** Task description **
The entries below contain a stretch that opens with the line containing "of the double-walled" and closes with the line containing "on board, a"; set down that stretch exactly, both ends included, and nothing else.

** Excerpted data **
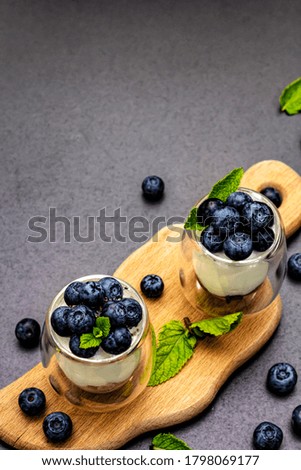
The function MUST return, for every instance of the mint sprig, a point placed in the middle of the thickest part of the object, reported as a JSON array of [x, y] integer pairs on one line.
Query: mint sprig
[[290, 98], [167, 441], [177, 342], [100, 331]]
---
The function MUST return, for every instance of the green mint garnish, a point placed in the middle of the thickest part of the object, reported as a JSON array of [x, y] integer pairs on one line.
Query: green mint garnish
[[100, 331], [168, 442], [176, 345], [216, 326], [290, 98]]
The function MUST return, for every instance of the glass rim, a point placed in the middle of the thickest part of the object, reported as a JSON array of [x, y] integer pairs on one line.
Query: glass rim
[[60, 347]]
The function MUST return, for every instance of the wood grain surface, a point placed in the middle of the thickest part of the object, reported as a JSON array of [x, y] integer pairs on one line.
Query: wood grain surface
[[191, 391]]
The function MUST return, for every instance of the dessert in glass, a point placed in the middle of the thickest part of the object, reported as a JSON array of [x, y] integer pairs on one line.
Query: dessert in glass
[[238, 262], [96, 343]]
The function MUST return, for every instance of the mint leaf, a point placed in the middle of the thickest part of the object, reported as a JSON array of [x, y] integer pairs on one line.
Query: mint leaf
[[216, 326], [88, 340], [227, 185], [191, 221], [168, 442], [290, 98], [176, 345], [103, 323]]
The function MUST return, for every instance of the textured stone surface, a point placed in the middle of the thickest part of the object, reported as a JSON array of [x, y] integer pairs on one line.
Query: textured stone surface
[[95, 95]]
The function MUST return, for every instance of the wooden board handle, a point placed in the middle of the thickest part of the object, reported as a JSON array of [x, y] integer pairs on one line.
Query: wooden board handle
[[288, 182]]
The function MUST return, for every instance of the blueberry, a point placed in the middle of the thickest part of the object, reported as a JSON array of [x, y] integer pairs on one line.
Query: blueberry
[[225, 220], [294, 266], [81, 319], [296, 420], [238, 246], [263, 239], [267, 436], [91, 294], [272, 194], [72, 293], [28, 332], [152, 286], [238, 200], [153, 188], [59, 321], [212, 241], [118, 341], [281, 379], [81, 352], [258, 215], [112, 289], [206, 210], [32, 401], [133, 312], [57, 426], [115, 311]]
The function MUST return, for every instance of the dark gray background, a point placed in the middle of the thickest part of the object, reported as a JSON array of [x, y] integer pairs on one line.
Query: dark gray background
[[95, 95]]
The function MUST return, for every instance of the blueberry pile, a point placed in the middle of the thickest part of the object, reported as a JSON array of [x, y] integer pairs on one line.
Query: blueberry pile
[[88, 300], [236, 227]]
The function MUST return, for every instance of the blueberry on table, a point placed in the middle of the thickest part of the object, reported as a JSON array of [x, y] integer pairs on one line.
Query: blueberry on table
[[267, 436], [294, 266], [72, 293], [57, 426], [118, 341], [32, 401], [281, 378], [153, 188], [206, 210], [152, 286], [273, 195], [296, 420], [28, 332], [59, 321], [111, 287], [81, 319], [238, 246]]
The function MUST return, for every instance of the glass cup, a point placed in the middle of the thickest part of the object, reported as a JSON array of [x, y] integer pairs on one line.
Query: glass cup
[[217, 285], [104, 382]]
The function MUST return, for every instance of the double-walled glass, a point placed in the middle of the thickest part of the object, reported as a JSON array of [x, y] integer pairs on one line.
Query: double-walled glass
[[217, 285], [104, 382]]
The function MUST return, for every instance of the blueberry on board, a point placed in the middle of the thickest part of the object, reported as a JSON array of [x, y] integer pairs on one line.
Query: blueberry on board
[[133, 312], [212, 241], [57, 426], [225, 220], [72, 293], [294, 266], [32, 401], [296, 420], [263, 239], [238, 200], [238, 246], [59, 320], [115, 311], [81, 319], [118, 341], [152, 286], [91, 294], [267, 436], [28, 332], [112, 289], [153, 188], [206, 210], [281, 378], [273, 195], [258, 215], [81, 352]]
---
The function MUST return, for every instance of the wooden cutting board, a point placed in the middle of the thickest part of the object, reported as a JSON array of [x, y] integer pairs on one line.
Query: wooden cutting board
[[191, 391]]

** Written solution **
The function MUST return, for every instance of the double-walled glass, a point placed in the middle of the thickest part of the object, reported as a JSON array of [x, y] integer pairs on one line.
Query: double-walled glass
[[217, 285], [104, 382]]
The function MUST return, for every instance of the blueberry on board, a point placed in the middle of the thickest part of the object, reported as a JSON array of [x, y] integer pairs on one line.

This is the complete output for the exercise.